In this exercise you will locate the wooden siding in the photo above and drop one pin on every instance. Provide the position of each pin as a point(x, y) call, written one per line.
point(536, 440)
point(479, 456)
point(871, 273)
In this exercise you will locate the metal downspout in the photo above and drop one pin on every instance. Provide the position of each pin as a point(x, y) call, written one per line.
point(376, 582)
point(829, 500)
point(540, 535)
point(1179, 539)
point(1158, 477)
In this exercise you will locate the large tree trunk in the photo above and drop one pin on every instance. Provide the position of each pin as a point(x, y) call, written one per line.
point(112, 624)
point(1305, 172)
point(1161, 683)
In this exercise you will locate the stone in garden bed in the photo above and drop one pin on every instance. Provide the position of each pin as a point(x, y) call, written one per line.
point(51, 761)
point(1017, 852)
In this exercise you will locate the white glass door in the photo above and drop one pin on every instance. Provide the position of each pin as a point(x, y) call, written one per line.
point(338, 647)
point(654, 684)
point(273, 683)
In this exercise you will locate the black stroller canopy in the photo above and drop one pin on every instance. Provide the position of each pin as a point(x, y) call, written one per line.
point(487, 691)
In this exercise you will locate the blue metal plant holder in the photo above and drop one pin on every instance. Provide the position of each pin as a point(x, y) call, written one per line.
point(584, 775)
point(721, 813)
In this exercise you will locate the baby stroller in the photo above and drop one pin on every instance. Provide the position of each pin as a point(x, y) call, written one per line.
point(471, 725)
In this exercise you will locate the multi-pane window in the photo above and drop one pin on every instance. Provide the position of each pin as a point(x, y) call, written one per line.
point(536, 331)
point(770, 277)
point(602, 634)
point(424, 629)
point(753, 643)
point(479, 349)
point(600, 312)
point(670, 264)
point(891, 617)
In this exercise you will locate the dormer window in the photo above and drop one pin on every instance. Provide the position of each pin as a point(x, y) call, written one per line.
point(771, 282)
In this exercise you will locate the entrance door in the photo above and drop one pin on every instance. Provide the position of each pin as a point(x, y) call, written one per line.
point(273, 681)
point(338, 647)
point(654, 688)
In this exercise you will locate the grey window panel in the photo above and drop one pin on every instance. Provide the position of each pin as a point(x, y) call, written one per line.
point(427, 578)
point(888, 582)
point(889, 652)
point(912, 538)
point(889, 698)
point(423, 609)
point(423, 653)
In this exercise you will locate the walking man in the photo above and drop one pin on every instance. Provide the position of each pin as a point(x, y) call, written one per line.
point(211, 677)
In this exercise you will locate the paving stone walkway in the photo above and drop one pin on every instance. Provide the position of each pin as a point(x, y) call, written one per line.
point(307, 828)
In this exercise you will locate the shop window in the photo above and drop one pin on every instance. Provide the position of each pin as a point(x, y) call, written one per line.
────────────────────
The exercise:
Starting at the line of the material that has "In this exercise you will locate the stone" and stopping after the line that has "point(654, 688)", write out every line again, unchanged lines included, but add 49 to each x and y coordinate in the answer points.

Response for this exercise:
In this exercise you will locate the stone in garden bed in the photo above and drop one pin on every instance. Provide the position of each pin as a point(x, y) call, written one per line.
point(100, 810)
point(1066, 901)
In this exercise you will locate the white glass door in the photo above and drop one pin on every instance. Provide the position of each pin as a point(x, y) call, written one per line.
point(387, 696)
point(703, 733)
point(322, 732)
In this exercise you will locate the black stroller canopy in the photo above and drop one pin on every instance. Provide the position of each pin as a point(x, y) call, written one per line.
point(536, 740)
In this exercise you will locate the blue metal plant holder in the photo above and drop one pin on every instance. Provide the position of each pin as a point(x, y) call, written one per line.
point(633, 824)
point(770, 862)
In this exercise you will locate the baby stroller in the photo above and drop one pin on every instance. Provide the position of each pin as a point(x, y) call, written one per line.
point(520, 774)
In this exercise you will locate the multi-pane window in the photo above and drop one pin on every instance. Provide the position of each pin as a point(x, y) call, written one per line.
point(585, 380)
point(819, 326)
point(651, 683)
point(473, 678)
point(802, 692)
point(528, 398)
point(649, 361)
point(719, 313)
point(940, 666)
In this exercise you will locate the dormer window in the photo above and drop one pin on every instance. Provide the position of each pin as a point(x, y) call, written one per line.
point(820, 331)
In this exercise you will locate the entrance door in the photo above and drop one pin on every instance. Provide the position of each pin as a point(x, y) call, written one per line.
point(322, 730)
point(387, 696)
point(703, 737)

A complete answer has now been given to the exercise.